--- Start ENTRIES SUPPLIED ---

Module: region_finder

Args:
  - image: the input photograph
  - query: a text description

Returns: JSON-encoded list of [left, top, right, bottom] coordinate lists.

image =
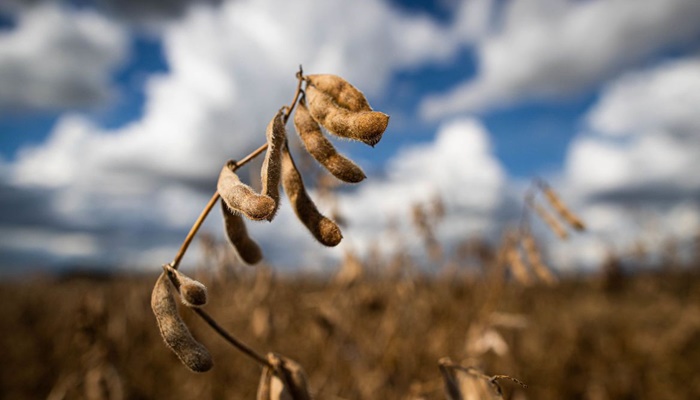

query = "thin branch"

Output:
[[191, 308, 272, 368], [164, 65, 304, 368], [170, 65, 304, 269]]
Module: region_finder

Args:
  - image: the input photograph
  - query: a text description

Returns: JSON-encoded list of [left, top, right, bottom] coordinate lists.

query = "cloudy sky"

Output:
[[0, 0, 700, 273]]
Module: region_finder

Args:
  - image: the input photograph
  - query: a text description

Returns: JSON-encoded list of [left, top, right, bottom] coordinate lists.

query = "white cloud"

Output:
[[340, 119, 508, 258], [566, 58, 700, 198], [1, 0, 470, 268], [0, 3, 127, 109], [557, 57, 700, 265], [421, 0, 700, 118]]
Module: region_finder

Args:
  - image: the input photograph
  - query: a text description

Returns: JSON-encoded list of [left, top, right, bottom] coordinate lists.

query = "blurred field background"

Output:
[[0, 234, 700, 400]]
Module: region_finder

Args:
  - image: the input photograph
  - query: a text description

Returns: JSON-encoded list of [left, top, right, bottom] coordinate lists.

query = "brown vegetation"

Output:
[[0, 267, 700, 399]]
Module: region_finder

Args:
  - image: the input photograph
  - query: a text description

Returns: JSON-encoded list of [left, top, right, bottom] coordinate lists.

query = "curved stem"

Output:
[[192, 308, 272, 368], [170, 65, 304, 269]]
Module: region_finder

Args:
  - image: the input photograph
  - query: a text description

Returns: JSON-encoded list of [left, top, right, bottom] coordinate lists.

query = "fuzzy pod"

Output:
[[151, 273, 214, 372], [165, 266, 208, 308], [216, 161, 277, 221], [542, 186, 586, 231], [267, 353, 311, 400], [439, 357, 503, 400], [260, 109, 287, 221], [221, 201, 262, 264], [282, 147, 343, 247], [294, 99, 366, 183], [306, 85, 389, 146], [531, 203, 569, 240], [306, 74, 372, 111]]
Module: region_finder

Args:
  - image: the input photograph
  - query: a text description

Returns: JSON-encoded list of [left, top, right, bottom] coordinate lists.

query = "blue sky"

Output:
[[0, 0, 700, 272]]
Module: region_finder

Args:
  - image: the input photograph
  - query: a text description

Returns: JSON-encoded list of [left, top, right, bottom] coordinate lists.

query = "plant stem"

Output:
[[192, 308, 272, 368], [170, 65, 304, 269], [169, 65, 304, 368]]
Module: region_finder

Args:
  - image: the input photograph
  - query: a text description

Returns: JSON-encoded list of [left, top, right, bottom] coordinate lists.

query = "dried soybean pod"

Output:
[[540, 182, 586, 231], [260, 109, 287, 221], [438, 357, 462, 400], [221, 201, 262, 264], [151, 273, 214, 372], [267, 353, 311, 400], [282, 146, 343, 247], [216, 160, 277, 221], [306, 74, 372, 111], [306, 85, 389, 146], [164, 264, 207, 308], [530, 203, 569, 240], [294, 99, 366, 183], [521, 230, 557, 285]]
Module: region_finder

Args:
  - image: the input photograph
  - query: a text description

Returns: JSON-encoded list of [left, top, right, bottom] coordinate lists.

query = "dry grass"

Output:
[[0, 264, 700, 399]]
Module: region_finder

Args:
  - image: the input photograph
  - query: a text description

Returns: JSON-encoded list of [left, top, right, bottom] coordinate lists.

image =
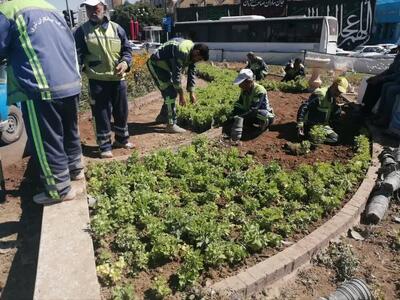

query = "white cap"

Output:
[[80, 0, 107, 6], [233, 69, 254, 84]]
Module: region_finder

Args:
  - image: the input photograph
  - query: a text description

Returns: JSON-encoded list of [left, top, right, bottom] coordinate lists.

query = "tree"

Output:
[[111, 2, 165, 33]]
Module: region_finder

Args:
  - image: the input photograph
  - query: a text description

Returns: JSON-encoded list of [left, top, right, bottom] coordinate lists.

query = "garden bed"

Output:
[[83, 63, 369, 298], [88, 132, 369, 298]]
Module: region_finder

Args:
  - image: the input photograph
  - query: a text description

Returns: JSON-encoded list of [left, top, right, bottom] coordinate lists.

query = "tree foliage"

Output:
[[111, 2, 165, 37]]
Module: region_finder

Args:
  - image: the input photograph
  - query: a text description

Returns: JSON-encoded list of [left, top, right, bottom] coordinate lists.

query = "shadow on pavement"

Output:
[[1, 160, 43, 300]]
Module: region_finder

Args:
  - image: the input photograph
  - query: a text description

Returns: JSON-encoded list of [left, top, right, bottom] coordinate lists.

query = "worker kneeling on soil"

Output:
[[228, 69, 274, 140], [147, 38, 208, 133], [282, 58, 306, 81], [297, 77, 349, 143]]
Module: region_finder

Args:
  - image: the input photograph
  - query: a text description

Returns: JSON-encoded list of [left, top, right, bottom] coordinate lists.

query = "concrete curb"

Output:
[[210, 127, 383, 299], [33, 180, 101, 300]]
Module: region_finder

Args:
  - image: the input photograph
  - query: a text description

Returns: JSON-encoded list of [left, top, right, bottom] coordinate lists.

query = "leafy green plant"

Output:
[[316, 242, 359, 282], [308, 125, 327, 145], [87, 136, 370, 290], [111, 284, 136, 300], [96, 256, 126, 285], [177, 249, 203, 288], [152, 277, 172, 299], [261, 77, 308, 93]]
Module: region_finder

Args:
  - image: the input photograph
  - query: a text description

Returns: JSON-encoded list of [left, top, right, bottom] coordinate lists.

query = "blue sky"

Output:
[[47, 0, 83, 10], [47, 0, 135, 10]]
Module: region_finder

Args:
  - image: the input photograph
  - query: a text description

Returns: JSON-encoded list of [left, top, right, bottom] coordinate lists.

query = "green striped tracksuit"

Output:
[[0, 0, 83, 199]]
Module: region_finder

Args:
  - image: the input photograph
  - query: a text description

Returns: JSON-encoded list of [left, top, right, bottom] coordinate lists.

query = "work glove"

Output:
[[297, 122, 304, 137], [190, 92, 197, 104], [115, 61, 128, 76]]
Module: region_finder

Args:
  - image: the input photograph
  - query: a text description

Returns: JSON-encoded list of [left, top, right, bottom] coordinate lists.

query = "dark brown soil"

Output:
[[239, 91, 359, 169], [80, 84, 359, 299], [80, 86, 359, 169], [0, 72, 382, 299], [264, 201, 400, 300]]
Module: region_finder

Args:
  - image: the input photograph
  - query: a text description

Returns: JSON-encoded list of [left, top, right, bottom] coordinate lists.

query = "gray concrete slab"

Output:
[[0, 130, 27, 168], [34, 180, 100, 300]]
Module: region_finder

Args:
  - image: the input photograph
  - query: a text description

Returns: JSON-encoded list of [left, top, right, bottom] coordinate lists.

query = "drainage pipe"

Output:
[[318, 278, 372, 300]]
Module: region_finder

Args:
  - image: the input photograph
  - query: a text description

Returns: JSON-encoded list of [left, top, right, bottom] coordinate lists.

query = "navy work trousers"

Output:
[[22, 95, 83, 199], [89, 79, 129, 152]]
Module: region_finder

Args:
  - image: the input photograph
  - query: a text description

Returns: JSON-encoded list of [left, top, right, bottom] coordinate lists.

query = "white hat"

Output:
[[233, 69, 254, 84], [80, 0, 107, 7]]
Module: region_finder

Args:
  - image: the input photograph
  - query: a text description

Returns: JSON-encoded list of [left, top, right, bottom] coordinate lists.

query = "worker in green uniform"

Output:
[[297, 77, 349, 143], [147, 38, 208, 133]]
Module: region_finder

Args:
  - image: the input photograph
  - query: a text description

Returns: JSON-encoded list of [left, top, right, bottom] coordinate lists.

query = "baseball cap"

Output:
[[233, 69, 253, 84], [333, 77, 349, 93], [80, 0, 107, 7]]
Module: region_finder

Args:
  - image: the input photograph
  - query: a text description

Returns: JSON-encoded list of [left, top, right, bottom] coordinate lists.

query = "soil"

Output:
[[79, 76, 359, 169], [262, 201, 400, 300], [0, 70, 399, 299], [0, 158, 42, 299], [80, 80, 366, 299]]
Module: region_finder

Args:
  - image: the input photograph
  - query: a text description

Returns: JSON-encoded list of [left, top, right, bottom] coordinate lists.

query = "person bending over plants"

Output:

--- End ENTRIES SUPPLIED ---

● **OBJECTIVE**:
Render everything from the start of the records down to and including the line that contains "[[0, 267, 700, 399]]" as a Markdown table with the columns Row and Text. Give each nonblank line its own numbered row, and leave out blank lines and pictures.

● **SOLUTION BELOW**:
| Row | Text |
|---|---|
| 1 | Module: region_finder |
| 2 | Args: |
| 3 |   - image: the input photograph |
| 4 |   - query: a text description |
| 5 | Returns: JSON-encoded list of [left, top, right, bottom] coordinate lists. |
| 6 | image = |
| 7 | query = "thin branch" |
| 8 | Output: |
| 9 | [[191, 308, 272, 368], [164, 65, 304, 368], [170, 65, 304, 269]] |
| 10 | Module: region_finder |
| 11 | Args: |
| 12 |   - image: the input photograph |
| 13 |   - query: a text description |
| 14 | Returns: JSON-encoded list of [left, top, right, bottom] coordinate lists. |
| 15 | query = "cloudy sky" |
| 16 | Output: |
| 17 | [[0, 0, 700, 273]] |
| 18 | Module: region_finder |
| 19 | Args: |
| 20 |   - image: the input photograph |
| 21 |   - query: a text description |
| 22 | Returns: JSON-encoded list of [left, top, right, bottom] coordinate lists. |
| 23 | query = "white cloud" |
| 24 | Output: |
| 25 | [[340, 119, 508, 258], [566, 58, 700, 198], [1, 0, 470, 268], [0, 3, 127, 109], [557, 57, 700, 265], [421, 0, 700, 118]] |
| 26 | Module: region_finder |
| 27 | Args: |
| 28 |   - image: the input photograph |
| 29 |   - query: a text description |
| 30 | Returns: JSON-encoded list of [left, top, right, bottom] coordinate lists. |
| 31 | query = "blurred field background" |
| 32 | Output: |
| 33 | [[0, 234, 700, 400]] |
| 34 | Module: region_finder |
| 35 | Args: |
| 36 |   - image: the input photograph |
| 37 |   - query: a text description |
| 38 | Returns: JSON-encoded list of [left, top, right, bottom] coordinate lists. |
| 39 | query = "brown vegetation" |
| 40 | Output: |
| 41 | [[0, 267, 700, 399]] |